◆ Extracted text
*****

HBO’s re-creation of Elena Ferrante’s first Neapolitan novel is doggedly faithful to its source text—but is that the only way to make an adaptation?
HBO/Showtime/Paramount Pictures/Ringer illustration

Director Saverio Costanzo, the 43-year-old Italian behind The Solitude of Prime Numbers and Hungry Hearts, did not choose to turn Elena Ferrante’s globally revered Neapolitan novels into a television series. He didn’t seek out the rights or imagine himself to be the one of her millions of readers who could be trusted to produce a worthy representation of Ferrante’s most famous work. Costanzo’s anonymous compatriot herself chose him for the honor and the daunting burden.

After an unsuccessful attempt to bring Ferrante’s novella “The Lost Daughter” to the screen more than a decade ago, Costanzo was handpicked by Ferrante to captain My Brilliant Friend, the eight-episode rendition of the Neapolitan saga’s first volume premiering this Sunday on HBO. Costanzo has never met Ferrante in person, but she presided over his efforts, insisting he include certain scenes or tweak certain lines of dialogue. Ferrante never sat in a traditional writers’ room, yet alongside Costanzo, Laura Paolucci, and Francesco Piccolo, she is one of four credited screenwriters across all eight hours.

*****

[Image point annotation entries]
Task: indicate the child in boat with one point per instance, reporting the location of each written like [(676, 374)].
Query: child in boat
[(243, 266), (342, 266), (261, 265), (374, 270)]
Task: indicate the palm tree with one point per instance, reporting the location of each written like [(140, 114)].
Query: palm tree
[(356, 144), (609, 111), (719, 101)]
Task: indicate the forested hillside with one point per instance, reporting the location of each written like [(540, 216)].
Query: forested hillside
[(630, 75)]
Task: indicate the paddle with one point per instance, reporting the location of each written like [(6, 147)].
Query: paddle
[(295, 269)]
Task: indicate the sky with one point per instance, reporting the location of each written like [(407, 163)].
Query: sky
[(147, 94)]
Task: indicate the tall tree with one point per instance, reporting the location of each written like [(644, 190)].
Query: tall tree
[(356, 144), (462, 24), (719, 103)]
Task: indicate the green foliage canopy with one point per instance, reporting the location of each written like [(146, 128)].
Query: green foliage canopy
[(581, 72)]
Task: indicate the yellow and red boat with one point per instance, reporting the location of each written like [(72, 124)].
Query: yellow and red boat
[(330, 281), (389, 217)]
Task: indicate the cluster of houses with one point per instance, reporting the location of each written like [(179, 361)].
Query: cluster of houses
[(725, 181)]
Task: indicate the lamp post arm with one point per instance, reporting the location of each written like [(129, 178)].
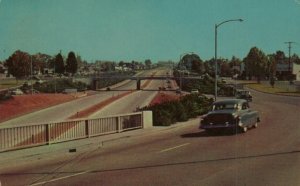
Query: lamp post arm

*****

◆ Tasks to carry out
[A] Using the article about HBO's My Brilliant Friend, decide whether each statement agrees with it, answering yes or no and quoting the words that decide it: (i) Costanzo sought out the rights to the novels himself; (ii) Costanzo has met Ferrante in person; (iii) the series runs for eight episodes.
[B] Name every credited screenwriter of the series that the article about HBO's My Brilliant Friend mentions.
[C] Write the next few sentences of the article about HBO's My Brilliant Friend, picking up after its final sentence.
The records are separate material and have no connection to the article.

◆ Expected answers
[A]
(i) No: "He didn’t seek out the rights"
(ii) No: "Costanzo has never met Ferrante in person"
(iii) Yes: "the eight-episode rendition of the Neapolitan saga’s first volume"

[B] Saverio Costanzo, Laura Paolucci, Francesco Piccolo, Elena Ferrante

[C]
For the risky endeavor of HBO’s first-ever foreign-language series, My Brilliant Friend is a relatively safe choice. As of 2016, the quartet had sold more than 5 million copies worldwide, nearly 2 million of them in North America alone. The books are particularly popular among the affluent, educated, urban consumers HBO considers its target audience; to mark the publication of The Story of the Lost Child, the series’ conclusion, in 2015, my local Manhattan bookstore installed a custom “Ferrante Fever” sign. By securing not just the rights, but the enigmatic, exacting Ferrante’s full participation and approval, HBO set itself up to harness the full power of a global phenomenon.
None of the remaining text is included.